**Task statement**
Print, please, the line that contains "You are given a photograph. For the low hedge" and each line after it to the end of the entries, unchanged and with nothing else.

**Dataset rows on where objects appear**
* * * *

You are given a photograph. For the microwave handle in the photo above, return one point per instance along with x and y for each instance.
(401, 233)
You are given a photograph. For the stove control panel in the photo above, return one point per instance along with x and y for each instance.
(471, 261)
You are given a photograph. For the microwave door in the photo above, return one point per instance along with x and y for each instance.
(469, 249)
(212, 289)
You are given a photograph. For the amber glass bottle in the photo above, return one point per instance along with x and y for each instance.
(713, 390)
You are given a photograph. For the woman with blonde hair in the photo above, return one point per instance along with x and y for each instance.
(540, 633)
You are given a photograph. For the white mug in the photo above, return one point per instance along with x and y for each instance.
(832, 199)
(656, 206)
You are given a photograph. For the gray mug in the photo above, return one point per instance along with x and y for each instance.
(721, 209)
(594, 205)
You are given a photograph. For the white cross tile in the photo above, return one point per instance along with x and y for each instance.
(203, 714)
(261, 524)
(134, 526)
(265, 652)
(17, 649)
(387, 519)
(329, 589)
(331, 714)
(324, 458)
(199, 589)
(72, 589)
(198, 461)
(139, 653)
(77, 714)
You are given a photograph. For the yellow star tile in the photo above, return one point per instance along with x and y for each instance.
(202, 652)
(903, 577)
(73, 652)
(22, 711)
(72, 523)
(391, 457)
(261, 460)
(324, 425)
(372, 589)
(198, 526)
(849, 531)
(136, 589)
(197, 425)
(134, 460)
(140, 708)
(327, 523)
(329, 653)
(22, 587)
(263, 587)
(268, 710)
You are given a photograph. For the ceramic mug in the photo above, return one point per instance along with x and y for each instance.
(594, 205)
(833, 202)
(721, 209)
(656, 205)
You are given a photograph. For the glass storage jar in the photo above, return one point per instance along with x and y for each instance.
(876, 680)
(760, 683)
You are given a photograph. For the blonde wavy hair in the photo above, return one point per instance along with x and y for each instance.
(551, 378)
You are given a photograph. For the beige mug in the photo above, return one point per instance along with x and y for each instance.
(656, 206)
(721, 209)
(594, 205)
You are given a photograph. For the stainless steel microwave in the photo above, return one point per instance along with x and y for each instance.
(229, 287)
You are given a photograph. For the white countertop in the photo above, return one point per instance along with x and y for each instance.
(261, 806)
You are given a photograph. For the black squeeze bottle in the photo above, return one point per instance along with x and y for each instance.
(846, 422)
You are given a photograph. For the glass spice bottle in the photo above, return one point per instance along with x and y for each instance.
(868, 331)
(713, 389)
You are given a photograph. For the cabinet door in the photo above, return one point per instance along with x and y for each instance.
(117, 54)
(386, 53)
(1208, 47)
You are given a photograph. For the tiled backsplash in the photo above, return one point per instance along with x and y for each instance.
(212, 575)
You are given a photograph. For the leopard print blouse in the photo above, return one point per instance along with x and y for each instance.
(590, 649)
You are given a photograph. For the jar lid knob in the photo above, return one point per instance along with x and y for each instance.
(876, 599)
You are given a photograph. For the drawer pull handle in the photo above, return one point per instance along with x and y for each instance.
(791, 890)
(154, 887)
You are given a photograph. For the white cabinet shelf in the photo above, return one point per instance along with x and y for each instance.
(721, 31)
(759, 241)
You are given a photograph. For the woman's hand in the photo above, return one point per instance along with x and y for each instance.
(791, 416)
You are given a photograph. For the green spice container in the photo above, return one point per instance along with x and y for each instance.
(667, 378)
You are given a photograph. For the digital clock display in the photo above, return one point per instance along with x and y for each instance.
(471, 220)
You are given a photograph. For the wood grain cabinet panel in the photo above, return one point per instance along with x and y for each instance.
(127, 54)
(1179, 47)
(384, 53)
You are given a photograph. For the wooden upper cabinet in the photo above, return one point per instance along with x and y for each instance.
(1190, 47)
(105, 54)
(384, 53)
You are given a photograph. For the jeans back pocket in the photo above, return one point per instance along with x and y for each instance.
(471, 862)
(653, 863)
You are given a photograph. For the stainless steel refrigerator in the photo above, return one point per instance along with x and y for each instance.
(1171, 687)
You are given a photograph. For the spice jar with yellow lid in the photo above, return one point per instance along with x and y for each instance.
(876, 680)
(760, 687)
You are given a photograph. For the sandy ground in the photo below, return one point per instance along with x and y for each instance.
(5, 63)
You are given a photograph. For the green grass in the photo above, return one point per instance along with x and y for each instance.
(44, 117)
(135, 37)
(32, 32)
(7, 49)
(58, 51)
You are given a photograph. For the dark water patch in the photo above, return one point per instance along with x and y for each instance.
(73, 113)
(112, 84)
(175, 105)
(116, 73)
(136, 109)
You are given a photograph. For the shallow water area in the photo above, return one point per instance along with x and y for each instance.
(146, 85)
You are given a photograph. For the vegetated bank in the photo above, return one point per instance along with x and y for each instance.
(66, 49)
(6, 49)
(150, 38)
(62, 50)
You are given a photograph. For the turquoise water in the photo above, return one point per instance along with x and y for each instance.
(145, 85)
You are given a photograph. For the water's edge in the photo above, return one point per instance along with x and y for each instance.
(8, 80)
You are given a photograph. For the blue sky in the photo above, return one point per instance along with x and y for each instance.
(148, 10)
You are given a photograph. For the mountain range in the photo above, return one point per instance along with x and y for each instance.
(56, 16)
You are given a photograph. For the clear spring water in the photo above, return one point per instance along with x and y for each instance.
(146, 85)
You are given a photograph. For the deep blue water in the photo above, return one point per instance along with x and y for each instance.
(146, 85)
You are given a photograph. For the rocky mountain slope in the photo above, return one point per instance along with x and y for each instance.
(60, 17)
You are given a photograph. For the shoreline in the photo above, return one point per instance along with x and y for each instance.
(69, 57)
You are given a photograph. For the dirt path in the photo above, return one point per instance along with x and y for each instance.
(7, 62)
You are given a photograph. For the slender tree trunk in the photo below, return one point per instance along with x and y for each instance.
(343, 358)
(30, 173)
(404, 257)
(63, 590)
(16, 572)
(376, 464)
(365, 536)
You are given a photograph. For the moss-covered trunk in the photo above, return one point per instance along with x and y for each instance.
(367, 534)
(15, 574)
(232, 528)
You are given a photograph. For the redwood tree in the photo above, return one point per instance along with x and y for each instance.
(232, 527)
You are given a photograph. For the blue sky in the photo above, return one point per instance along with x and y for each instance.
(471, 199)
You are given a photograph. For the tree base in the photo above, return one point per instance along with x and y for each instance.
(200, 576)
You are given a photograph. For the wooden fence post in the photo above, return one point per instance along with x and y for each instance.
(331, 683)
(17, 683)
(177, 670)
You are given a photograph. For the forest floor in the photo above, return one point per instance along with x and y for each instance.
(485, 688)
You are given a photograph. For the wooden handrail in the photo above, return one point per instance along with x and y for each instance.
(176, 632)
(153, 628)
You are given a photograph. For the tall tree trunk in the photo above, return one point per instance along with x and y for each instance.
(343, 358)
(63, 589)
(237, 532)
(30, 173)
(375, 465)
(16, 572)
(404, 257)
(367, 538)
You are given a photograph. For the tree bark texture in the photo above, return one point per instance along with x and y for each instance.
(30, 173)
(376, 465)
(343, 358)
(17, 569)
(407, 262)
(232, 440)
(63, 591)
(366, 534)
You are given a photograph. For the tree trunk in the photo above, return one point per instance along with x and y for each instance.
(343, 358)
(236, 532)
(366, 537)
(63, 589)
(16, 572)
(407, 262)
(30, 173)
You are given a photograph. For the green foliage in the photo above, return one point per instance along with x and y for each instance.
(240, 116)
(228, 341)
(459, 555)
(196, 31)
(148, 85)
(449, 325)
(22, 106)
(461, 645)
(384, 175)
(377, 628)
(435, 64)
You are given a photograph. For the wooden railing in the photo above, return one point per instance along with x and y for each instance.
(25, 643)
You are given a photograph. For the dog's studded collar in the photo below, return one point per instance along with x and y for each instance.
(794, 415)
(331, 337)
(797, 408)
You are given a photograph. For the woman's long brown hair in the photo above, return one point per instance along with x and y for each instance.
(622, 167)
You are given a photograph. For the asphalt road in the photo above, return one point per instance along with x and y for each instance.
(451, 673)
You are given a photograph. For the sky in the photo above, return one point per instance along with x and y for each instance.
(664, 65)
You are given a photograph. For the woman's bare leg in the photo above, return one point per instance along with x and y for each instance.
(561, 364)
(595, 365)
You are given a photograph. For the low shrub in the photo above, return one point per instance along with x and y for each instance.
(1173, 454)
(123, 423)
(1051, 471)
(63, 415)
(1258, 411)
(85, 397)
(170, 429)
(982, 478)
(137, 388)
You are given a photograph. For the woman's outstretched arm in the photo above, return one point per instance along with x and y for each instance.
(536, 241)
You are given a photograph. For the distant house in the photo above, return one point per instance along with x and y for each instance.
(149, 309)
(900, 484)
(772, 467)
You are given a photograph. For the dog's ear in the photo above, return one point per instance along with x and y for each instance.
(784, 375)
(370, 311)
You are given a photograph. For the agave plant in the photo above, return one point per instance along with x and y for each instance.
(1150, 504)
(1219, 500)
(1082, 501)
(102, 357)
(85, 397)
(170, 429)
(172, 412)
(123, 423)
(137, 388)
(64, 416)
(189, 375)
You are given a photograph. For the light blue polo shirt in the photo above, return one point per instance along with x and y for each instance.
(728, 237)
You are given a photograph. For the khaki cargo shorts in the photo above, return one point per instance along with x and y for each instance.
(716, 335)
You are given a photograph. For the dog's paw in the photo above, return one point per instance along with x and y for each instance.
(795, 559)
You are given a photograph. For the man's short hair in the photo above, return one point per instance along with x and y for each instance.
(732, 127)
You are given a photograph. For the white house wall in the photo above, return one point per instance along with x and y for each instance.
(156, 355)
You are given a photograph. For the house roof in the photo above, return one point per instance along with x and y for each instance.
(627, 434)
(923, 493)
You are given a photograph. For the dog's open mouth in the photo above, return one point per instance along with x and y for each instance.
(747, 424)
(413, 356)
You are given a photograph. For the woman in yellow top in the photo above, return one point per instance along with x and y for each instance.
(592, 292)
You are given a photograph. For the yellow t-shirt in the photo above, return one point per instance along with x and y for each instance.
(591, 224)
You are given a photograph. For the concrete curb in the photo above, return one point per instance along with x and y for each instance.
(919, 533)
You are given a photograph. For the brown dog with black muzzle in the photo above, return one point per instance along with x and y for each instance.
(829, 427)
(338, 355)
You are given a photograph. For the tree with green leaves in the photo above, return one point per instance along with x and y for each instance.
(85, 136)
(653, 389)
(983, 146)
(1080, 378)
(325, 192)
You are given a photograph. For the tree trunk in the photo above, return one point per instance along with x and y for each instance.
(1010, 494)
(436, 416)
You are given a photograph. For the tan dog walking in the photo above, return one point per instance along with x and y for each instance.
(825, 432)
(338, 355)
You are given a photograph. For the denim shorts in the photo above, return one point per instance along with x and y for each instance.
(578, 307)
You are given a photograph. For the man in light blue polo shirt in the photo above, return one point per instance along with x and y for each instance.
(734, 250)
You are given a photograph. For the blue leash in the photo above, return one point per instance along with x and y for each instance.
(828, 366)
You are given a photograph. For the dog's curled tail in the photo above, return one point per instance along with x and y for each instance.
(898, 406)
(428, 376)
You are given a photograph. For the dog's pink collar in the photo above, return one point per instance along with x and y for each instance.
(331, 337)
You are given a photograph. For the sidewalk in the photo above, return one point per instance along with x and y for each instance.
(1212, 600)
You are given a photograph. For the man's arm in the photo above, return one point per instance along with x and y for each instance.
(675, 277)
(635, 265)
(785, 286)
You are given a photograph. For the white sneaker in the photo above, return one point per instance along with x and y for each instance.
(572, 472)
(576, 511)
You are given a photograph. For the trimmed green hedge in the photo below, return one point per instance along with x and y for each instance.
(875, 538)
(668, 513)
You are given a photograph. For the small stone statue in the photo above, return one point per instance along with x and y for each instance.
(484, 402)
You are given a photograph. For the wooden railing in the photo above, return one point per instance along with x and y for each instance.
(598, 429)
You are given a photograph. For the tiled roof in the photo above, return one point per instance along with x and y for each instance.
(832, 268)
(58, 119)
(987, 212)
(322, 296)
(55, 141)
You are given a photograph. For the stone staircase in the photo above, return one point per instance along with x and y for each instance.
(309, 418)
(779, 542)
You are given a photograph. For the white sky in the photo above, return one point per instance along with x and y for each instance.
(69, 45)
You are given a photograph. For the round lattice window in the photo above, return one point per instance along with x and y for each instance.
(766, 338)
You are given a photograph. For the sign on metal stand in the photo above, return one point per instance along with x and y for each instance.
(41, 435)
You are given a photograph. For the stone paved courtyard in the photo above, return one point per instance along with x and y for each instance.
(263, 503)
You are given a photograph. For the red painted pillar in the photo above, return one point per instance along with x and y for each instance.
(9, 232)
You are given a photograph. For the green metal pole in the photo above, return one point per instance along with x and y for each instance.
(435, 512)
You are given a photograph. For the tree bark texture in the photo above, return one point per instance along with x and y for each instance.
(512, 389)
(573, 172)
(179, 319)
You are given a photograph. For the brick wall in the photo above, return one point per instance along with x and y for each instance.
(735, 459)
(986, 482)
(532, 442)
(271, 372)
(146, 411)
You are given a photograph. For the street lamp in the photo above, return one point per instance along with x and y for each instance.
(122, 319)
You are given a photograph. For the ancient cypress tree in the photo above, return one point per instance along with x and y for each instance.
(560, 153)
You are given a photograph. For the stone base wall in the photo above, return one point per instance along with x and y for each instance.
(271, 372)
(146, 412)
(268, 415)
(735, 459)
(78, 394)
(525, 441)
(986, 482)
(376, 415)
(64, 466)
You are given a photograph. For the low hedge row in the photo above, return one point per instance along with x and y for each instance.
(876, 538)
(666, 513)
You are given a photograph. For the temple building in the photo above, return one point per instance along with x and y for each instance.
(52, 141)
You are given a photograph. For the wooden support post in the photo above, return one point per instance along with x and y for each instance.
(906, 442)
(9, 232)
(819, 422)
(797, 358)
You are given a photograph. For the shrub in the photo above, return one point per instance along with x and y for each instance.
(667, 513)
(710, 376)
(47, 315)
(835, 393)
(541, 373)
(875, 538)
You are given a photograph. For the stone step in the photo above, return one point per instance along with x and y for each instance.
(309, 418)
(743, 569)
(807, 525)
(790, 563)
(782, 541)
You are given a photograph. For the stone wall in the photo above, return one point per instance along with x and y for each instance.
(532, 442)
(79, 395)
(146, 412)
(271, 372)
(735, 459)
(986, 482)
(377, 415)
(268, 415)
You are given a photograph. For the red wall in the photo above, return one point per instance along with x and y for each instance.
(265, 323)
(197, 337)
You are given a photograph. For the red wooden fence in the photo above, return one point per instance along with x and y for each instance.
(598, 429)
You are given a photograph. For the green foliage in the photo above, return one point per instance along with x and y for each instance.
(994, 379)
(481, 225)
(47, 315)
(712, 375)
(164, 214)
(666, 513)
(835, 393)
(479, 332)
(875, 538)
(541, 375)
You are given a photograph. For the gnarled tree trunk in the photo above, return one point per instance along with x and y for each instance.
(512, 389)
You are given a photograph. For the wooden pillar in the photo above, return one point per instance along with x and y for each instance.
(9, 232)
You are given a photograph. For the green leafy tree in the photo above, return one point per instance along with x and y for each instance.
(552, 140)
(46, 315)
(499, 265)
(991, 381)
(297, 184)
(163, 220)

* * * *

**Exercise response**
You are given a photograph. For the low hedge row in the photo above, return one point per instance along with x and y for each instance.
(876, 538)
(666, 513)
You are given a photograph. For the temple building in the photo above, return one point per instance along with x and y for each instance.
(52, 141)
You are given a photograph. For the wooden support post in the photo above, return one point per instance along with x and y for each instance.
(906, 442)
(9, 232)
(819, 422)
(797, 358)
You are given a photograph. For the shrub in the photo above, return one point per instance along with x and y for each instance.
(667, 513)
(710, 376)
(47, 315)
(835, 393)
(541, 373)
(875, 538)
You are given a photograph. For the stone step in the photo above, return one point per instance along with x and y for each instance.
(309, 418)
(743, 569)
(807, 525)
(790, 563)
(782, 541)
You are given a photograph. For the stone wall in the photo above, return one point per instance along with x and y for each instance.
(532, 442)
(79, 395)
(146, 412)
(271, 372)
(735, 459)
(986, 482)
(377, 415)
(268, 415)
You are given a photograph. For the red wall in the photo above, return one point per instance along with x and y for each instance.
(265, 323)
(197, 337)
You are given a photograph. For the red wooden fence in the photo above, return one point per instance along with x and y for each instance.
(598, 429)
You are given a photograph. For the green foliage in the photo above, return one point per instance along with x and y for each instance.
(994, 379)
(481, 225)
(47, 315)
(712, 375)
(164, 214)
(666, 513)
(835, 393)
(479, 332)
(875, 538)
(541, 375)
You are given a photograph. For the gnarled tree trunk in the photo above, return one point per instance along with x and y for each instance.
(512, 389)
You are given a photograph. For the wooden pillar in the photo above, return one point per instance along with x and y for each instance.
(9, 232)
You are given a photograph. For the green leafy tree in the photo above, return one point per instance along with x and y for each instance.
(552, 140)
(46, 315)
(499, 265)
(991, 381)
(297, 184)
(163, 220)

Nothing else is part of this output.